What to do: Please collect and copy out, in full, every line in the records below that contains the word "woman".

Records for the task:
┏━━
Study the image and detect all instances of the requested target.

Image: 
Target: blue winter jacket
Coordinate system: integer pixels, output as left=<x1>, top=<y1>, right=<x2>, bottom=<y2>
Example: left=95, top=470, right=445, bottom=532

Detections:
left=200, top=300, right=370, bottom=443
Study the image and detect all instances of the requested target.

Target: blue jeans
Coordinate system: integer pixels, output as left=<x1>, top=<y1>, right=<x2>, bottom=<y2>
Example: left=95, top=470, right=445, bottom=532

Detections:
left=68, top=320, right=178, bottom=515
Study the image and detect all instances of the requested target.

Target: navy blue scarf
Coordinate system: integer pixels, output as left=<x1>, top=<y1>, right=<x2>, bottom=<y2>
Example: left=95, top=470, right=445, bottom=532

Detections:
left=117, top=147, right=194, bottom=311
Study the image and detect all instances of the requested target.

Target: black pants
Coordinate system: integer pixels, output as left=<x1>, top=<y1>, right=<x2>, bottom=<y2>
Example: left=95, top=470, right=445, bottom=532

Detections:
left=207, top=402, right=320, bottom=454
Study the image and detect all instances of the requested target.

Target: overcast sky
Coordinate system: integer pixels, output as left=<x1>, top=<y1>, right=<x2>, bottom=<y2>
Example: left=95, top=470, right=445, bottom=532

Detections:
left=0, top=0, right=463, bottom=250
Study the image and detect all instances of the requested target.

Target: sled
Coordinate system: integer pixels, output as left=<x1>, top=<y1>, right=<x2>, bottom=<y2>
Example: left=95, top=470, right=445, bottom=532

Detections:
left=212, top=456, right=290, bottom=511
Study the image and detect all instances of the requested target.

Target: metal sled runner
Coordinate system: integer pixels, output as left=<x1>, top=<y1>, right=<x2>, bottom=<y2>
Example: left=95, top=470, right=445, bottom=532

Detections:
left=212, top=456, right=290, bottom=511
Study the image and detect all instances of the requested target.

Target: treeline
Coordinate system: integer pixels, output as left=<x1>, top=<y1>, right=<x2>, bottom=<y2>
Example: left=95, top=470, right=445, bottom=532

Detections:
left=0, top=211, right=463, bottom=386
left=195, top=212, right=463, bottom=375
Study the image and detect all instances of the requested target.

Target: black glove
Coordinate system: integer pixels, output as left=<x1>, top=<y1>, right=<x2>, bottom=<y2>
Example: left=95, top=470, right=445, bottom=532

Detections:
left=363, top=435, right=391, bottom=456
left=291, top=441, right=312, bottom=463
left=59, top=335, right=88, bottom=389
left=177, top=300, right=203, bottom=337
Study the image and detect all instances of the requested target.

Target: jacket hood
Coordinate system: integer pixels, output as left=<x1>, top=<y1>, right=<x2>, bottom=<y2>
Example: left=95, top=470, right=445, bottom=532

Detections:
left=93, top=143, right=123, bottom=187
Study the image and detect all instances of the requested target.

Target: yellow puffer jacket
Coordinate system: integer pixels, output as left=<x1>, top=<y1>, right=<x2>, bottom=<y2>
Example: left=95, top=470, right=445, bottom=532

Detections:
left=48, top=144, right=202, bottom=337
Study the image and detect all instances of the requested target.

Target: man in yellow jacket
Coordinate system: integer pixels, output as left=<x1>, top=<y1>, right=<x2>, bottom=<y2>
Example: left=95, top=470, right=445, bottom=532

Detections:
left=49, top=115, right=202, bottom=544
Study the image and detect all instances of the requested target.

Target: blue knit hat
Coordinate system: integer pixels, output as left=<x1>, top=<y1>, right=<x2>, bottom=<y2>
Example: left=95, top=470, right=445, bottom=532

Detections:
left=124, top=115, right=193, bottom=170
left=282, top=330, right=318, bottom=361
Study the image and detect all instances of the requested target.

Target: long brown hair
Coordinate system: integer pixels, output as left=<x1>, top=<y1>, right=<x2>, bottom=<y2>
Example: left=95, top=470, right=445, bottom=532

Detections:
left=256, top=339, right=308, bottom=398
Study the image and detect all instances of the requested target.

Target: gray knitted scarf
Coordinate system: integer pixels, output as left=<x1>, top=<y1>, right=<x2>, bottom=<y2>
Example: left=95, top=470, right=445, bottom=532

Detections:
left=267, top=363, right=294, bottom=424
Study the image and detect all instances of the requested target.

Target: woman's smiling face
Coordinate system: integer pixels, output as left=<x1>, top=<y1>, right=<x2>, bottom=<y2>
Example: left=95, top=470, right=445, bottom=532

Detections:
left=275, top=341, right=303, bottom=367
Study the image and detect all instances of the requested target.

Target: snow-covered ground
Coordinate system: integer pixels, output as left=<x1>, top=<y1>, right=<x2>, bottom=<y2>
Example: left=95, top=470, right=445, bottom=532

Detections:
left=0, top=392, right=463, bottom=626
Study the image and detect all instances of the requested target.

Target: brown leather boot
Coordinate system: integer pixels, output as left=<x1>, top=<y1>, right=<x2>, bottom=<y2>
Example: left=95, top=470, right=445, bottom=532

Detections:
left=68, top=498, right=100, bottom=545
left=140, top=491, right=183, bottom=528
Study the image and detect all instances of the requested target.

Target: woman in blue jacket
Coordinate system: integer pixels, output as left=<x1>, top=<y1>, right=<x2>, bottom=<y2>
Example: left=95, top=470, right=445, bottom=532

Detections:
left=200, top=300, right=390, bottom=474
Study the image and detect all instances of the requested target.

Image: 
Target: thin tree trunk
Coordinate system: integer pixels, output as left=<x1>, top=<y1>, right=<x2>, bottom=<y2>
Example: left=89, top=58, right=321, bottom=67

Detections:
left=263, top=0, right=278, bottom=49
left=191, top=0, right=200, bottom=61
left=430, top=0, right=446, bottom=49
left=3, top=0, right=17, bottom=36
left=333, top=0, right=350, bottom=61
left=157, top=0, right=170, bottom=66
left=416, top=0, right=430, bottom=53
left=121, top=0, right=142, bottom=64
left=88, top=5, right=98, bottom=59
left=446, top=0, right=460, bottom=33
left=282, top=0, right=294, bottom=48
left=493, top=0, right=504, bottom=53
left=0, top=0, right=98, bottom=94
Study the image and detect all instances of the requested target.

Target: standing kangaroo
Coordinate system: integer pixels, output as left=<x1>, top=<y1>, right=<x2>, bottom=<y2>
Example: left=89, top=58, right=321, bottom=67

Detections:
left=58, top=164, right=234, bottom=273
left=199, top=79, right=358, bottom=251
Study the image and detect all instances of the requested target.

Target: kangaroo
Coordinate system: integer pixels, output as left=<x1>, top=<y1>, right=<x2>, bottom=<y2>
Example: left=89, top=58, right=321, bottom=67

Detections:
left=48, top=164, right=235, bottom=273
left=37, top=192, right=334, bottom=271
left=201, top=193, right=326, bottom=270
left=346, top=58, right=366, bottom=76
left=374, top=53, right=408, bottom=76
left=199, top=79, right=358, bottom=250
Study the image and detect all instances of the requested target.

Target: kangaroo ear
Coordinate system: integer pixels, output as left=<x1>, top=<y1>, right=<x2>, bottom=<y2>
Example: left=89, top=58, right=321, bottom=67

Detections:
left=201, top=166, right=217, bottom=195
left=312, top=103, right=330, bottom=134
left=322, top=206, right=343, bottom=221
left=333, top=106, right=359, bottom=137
┗━━
┏━━
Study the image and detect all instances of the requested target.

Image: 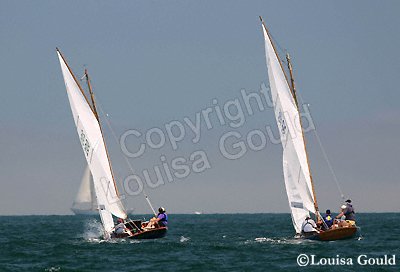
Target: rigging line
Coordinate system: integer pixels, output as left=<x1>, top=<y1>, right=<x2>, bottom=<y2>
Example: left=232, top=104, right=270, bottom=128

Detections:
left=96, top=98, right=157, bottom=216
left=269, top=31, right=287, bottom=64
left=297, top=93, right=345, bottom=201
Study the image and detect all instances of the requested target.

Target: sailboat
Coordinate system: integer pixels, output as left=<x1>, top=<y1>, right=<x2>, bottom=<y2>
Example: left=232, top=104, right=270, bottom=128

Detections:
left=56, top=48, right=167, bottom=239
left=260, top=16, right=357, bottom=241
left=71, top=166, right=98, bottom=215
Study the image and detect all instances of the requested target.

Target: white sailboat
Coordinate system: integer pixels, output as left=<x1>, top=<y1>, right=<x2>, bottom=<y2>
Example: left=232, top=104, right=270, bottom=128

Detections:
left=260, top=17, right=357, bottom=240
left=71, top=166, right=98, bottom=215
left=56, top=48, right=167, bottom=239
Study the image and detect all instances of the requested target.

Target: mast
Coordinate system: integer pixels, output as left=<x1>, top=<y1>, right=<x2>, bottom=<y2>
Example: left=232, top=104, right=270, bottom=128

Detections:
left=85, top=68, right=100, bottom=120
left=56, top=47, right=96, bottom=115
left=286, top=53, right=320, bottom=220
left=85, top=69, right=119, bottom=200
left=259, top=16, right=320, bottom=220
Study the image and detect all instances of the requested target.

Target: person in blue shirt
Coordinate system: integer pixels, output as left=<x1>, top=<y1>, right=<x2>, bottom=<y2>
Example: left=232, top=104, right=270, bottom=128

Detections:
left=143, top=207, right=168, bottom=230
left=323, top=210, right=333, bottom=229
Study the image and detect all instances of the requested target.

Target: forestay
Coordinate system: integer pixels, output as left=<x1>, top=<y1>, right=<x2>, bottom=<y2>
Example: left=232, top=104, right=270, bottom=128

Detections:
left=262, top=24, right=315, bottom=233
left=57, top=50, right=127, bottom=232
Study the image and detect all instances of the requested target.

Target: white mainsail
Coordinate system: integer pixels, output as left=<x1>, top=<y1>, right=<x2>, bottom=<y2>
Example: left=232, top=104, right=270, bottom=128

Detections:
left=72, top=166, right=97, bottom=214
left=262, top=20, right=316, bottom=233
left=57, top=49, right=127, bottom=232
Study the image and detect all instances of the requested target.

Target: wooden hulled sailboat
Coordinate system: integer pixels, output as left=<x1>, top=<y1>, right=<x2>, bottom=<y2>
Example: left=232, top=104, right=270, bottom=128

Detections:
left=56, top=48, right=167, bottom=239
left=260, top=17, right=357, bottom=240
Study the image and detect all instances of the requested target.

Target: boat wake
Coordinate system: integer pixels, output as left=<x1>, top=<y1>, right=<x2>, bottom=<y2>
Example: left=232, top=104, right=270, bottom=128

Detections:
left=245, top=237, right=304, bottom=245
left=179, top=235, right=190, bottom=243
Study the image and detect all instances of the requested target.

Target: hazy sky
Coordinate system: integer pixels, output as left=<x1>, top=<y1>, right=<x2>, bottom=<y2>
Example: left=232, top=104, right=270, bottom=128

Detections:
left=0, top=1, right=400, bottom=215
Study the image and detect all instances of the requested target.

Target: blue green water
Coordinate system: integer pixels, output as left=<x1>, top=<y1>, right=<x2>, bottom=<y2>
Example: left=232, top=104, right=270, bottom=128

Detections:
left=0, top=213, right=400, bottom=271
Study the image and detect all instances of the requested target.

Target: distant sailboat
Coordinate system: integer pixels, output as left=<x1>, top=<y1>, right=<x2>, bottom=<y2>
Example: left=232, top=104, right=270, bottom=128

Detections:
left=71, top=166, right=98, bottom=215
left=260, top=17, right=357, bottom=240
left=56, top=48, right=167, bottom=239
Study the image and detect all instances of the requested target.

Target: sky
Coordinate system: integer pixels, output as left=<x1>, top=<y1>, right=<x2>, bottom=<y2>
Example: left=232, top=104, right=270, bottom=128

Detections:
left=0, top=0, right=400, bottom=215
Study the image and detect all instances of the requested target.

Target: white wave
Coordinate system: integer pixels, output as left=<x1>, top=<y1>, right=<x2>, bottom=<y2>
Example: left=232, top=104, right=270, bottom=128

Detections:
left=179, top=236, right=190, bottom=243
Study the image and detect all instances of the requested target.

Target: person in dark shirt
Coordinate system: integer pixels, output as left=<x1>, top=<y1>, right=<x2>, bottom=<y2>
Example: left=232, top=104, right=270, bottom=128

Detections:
┗━━
Response:
Target: woman's smiling face
Target: woman in blue jacket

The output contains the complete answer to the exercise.